*Opdracht*: Schrijf de tekst over het fossiel Ida volledig en woord voor woord over.

==== Pagina

Eind mei kopten bladen dat de Noorse paleontoloog Jørn Hurum de missing link had gevonden, maar zes maanden later sabelde het blad Nature de hypothese neer. Jørn Hurum is niet uit zijn lood geslagen: ‘Het is goed dat ze hun kaarten op tafel hebben gelegd zodat we hun argumenten kunnen bestuderen. Over zes maanden zijn wij weer aan slag.’

‘Waarom gaan journalisten ervan uit dat onderzoekers die een stelling bekritiseren objectiever zijn dan de bedenkers van de hypothese?’ vraagt Jørn Hurum aan het einde van ons gesprek in Leiden. ‘Als wetenschappers een denkbeeld niet genegen zijn, is het goed mogelijk dat ze selectief met data gaan omspringen.’

Hurum is in Leiden om een lezing te geven over Ida, het fossiel van 47 miljoen jaar oud. Ida werd in mei 2009 gepresenteerd als een lid van een uitgestorven primitieve groep primaten die een onbekende tussenschakel vormt met hogere primaten. In de evolutie zou niet lang daarvoor de tak die later leidde naar apen, mensapen en mensen (haplorhini) zich hebben afgesplitst van de tak met de lemuren (strepsirrhini).

========
==== Datasetfragmenten

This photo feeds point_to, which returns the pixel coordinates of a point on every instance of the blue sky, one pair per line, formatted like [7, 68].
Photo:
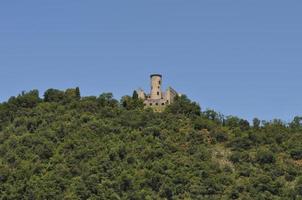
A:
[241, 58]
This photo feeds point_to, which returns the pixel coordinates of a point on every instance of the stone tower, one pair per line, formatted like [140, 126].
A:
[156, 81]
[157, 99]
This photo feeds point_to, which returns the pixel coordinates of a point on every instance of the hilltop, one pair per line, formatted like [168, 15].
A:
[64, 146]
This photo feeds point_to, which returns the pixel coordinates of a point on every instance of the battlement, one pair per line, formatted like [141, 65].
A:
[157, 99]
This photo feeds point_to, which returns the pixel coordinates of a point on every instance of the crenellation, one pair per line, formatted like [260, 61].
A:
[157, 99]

========
==== Datasetfragmenten

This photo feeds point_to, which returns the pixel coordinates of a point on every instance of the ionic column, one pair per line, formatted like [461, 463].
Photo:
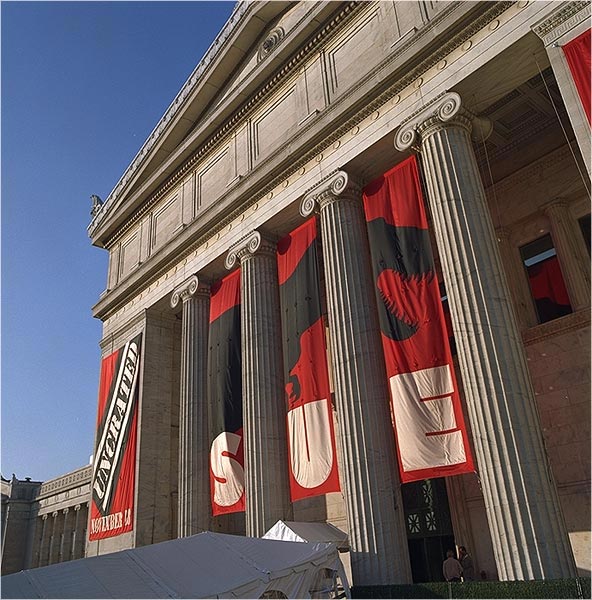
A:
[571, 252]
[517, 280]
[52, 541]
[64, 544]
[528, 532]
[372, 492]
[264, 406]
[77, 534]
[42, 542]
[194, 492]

========

*Geschreven antwoord*:
Eind mei kopten bladen dat de Noorse paleontoloog Jørn Hurum de missing link had gevonden, maar zes maanden later sabelde het blad Nature de hypothese neer. Jørn Hurum is niet uit zijn lood geslagen: ‘Het is goed dat ze hun kaarten op tafel hebben gelegd zodat we hun argumenten kunnen bestuderen. Over zes maanden zijn wij weer aan slag.’

‘Waarom gaan journalisten ervan uit dat onderzoekers die een stelling bekritiseren objectiever zijn dan de bedenkers van de hypothese?’ vraagt Jørn Hurum aan het einde van ons gesprek in Leiden. ‘Als wetenschappers een denkbeeld niet genegen zijn, is het goed mogelijk dat ze selectief met data gaan omspringen.’

Hurum is in Leiden om een lezing te geven over Ida, het fossiel van 47 miljoen jaar oud. Ida werd in mei 2009 gepresenteerd als een lid van een uitgestorven primitieve groep primaten die een onbekende tussenschakel vormt met hogere primaten. In de evolutie zou niet lang daarvoor de tak die later leidde naar apen, mensapen en mensen (haplorhini) zich hebben afgesplitst van de tak met de lemuren (strepsirrhini).